*Instructions for the task:*
Rewrite the stretch of records from the line containing "Find the runner" through the line containing "pixel 462 178", changing "clothes hanger" to "coat hanger" and keeping everything else the same.

·····

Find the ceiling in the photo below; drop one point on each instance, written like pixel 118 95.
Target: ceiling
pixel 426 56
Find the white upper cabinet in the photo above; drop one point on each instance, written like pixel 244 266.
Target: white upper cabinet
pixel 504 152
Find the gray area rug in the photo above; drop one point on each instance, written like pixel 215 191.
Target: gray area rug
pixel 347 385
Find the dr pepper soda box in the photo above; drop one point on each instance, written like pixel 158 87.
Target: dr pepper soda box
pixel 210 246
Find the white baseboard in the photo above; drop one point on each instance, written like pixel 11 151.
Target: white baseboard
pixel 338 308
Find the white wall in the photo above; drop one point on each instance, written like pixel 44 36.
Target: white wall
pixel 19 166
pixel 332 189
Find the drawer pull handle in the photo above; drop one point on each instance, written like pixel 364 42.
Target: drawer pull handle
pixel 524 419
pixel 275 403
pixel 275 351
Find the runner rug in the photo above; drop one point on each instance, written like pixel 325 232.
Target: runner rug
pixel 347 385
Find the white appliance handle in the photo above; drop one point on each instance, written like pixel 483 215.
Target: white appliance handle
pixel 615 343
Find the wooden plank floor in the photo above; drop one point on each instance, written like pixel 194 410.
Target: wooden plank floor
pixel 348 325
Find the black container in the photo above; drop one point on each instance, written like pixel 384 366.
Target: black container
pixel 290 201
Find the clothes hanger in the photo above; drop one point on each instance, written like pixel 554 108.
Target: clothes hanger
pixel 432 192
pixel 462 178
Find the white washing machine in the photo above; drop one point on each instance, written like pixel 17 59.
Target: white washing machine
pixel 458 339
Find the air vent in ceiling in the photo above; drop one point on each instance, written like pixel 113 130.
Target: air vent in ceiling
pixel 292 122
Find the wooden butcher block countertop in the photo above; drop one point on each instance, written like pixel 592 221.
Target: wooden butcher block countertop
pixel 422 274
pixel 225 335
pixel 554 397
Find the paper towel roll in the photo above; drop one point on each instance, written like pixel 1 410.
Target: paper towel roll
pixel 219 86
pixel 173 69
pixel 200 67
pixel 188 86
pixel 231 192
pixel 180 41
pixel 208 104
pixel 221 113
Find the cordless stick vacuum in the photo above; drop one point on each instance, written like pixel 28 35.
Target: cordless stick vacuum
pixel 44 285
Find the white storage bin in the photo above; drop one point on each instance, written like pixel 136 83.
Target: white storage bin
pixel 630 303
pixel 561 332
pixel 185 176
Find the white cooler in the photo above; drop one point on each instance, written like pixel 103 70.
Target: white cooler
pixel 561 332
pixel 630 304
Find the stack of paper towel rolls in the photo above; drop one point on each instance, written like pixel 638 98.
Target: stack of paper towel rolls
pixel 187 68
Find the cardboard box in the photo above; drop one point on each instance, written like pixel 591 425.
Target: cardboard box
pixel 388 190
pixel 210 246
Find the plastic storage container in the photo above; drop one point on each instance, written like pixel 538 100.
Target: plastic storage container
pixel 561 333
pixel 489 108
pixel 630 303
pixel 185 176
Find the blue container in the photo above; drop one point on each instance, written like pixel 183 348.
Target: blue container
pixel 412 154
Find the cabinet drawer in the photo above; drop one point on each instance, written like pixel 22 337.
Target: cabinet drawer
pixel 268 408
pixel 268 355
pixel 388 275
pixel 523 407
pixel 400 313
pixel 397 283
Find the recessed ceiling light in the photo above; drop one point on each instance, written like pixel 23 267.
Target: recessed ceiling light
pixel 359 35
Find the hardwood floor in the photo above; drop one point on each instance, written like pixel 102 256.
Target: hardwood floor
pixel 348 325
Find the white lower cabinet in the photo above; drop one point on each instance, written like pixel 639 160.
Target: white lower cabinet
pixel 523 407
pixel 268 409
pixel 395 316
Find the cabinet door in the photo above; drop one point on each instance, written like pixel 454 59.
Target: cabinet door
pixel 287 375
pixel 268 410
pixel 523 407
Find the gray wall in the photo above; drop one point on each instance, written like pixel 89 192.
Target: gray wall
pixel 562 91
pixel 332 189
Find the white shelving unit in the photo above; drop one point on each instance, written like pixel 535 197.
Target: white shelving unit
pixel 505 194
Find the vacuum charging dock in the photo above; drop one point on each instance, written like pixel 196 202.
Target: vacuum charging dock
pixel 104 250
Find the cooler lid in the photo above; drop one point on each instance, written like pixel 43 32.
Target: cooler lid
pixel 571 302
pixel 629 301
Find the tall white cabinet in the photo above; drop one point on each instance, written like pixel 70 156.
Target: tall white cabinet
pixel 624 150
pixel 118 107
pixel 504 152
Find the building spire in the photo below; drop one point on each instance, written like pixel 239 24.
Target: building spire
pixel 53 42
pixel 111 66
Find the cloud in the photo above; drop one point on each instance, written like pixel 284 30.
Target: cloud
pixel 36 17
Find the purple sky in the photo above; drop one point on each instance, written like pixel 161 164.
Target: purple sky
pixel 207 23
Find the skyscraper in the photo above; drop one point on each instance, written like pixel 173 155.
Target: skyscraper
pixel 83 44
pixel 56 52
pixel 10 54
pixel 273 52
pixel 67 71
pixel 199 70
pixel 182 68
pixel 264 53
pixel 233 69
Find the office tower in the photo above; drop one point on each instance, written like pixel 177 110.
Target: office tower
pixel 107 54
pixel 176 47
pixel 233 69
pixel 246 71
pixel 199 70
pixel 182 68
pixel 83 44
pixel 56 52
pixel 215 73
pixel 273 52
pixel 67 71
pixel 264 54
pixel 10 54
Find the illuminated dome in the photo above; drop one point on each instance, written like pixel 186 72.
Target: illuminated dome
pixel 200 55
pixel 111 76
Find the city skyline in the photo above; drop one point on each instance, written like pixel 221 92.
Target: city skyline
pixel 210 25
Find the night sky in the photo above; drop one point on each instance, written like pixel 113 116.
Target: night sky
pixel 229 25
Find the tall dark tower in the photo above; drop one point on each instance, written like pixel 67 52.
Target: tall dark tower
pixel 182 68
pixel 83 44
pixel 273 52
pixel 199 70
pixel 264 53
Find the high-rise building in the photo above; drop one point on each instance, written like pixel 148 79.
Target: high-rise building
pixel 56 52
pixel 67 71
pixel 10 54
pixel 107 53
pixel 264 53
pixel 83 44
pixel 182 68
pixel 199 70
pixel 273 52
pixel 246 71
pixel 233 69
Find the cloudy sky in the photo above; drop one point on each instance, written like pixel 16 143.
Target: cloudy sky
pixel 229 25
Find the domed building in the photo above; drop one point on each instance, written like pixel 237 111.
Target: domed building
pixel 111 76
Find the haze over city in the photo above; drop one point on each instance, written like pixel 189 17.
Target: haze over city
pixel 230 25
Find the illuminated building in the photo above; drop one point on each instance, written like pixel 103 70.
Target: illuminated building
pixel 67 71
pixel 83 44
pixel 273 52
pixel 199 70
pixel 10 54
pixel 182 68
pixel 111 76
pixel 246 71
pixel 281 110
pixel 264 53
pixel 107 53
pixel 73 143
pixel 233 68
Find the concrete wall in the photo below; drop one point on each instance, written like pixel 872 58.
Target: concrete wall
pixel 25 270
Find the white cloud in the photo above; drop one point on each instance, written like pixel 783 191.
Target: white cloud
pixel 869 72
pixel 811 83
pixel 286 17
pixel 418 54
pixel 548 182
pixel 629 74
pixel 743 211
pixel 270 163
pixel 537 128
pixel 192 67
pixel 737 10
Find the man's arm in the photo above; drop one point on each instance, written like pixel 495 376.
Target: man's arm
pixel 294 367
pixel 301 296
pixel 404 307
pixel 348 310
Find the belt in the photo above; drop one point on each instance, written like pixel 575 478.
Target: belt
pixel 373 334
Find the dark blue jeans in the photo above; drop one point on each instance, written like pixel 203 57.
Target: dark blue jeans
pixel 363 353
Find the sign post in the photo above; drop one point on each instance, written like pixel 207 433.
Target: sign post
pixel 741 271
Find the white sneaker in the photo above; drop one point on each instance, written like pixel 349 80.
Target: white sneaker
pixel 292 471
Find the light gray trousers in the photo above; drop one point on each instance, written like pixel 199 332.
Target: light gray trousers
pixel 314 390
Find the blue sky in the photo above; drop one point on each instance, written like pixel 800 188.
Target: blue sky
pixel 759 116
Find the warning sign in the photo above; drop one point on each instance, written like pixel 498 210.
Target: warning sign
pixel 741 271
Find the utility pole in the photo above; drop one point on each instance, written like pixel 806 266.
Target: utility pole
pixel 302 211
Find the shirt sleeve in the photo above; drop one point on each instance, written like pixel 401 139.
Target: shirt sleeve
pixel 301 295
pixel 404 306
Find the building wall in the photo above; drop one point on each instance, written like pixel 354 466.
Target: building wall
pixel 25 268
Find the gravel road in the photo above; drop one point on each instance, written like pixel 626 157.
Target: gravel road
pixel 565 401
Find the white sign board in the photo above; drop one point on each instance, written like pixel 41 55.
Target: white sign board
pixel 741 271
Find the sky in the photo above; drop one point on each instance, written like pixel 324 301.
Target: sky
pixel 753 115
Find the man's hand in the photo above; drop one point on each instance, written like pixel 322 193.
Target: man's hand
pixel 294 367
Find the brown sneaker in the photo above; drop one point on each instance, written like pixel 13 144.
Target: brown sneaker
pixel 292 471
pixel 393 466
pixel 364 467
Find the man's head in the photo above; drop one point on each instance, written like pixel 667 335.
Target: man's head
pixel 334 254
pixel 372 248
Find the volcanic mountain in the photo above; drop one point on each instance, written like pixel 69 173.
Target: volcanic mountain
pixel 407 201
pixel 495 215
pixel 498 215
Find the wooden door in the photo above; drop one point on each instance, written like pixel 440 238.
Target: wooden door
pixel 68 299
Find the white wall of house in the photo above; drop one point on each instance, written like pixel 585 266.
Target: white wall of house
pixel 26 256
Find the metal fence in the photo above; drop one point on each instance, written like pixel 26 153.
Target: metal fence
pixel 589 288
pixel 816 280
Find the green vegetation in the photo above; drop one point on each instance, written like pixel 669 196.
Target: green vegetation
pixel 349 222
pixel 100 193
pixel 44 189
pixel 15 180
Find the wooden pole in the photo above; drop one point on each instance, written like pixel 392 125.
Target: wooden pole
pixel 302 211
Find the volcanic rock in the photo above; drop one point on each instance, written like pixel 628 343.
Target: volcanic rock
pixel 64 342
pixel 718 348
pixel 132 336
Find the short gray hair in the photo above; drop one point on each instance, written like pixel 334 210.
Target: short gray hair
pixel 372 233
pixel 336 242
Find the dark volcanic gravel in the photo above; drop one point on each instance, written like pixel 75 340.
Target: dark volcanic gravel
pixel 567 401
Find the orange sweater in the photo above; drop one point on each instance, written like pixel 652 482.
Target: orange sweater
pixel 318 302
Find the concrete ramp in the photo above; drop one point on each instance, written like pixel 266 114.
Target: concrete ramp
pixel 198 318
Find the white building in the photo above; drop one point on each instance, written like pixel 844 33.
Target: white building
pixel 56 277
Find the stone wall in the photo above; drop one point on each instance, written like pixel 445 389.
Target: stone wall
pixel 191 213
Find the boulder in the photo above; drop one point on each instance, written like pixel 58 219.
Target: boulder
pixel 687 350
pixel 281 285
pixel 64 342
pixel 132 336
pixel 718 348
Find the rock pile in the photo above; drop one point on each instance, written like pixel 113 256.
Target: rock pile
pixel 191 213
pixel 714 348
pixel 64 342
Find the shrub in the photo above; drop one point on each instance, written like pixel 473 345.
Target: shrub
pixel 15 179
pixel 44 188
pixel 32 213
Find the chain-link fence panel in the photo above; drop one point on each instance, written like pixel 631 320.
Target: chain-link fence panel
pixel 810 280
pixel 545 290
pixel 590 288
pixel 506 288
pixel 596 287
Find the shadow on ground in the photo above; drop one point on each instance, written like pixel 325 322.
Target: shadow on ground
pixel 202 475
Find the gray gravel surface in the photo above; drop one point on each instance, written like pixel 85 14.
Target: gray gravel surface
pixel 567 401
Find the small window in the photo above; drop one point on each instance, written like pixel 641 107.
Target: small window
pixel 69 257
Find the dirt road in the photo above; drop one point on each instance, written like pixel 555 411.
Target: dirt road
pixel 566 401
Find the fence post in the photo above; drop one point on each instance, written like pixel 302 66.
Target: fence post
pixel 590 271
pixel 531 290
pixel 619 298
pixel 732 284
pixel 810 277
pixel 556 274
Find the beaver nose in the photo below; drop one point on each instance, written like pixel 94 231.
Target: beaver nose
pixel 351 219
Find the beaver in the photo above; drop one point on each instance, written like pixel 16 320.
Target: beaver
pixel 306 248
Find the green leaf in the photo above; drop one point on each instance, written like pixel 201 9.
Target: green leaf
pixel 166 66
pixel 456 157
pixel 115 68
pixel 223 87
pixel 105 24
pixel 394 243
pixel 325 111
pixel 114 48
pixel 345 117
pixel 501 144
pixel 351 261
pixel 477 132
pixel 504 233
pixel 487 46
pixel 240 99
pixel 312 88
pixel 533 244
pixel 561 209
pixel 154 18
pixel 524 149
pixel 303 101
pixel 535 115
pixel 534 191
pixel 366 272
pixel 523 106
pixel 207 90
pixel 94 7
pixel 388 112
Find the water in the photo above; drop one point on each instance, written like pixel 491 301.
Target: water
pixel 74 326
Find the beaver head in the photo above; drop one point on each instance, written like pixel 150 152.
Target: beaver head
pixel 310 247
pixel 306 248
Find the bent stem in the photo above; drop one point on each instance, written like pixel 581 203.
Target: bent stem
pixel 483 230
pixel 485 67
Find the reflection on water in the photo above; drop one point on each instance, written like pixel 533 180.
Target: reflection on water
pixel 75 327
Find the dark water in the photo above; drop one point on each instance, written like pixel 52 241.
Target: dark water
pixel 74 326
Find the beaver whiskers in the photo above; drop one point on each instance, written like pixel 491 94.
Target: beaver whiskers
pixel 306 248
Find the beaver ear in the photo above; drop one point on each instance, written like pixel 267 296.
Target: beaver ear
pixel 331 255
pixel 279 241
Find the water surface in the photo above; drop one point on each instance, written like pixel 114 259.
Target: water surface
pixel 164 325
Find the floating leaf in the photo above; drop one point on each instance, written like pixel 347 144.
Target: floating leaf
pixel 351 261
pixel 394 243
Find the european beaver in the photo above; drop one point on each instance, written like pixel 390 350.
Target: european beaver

·····

*Task result:*
Find the runner rug in the photo above; drop one point on each instance, written like pixel 325 232.
Target: runner rug
pixel 347 385
Find the white appliance handle in the photo above; drop one point on each instance, written like pixel 483 215.
Target: white appliance handle
pixel 615 343
Find the wooden plank floor in the photo above; drop one point on each instance, written like pixel 194 410.
Target: wooden plank floor
pixel 348 325
Find the black container in the photo above; drop one point on each instance, written like pixel 384 366.
Target: black container
pixel 290 201
Find the coat hanger in the photo above; drop one point on each instance, written like pixel 554 108.
Target: coat hanger
pixel 432 192
pixel 462 178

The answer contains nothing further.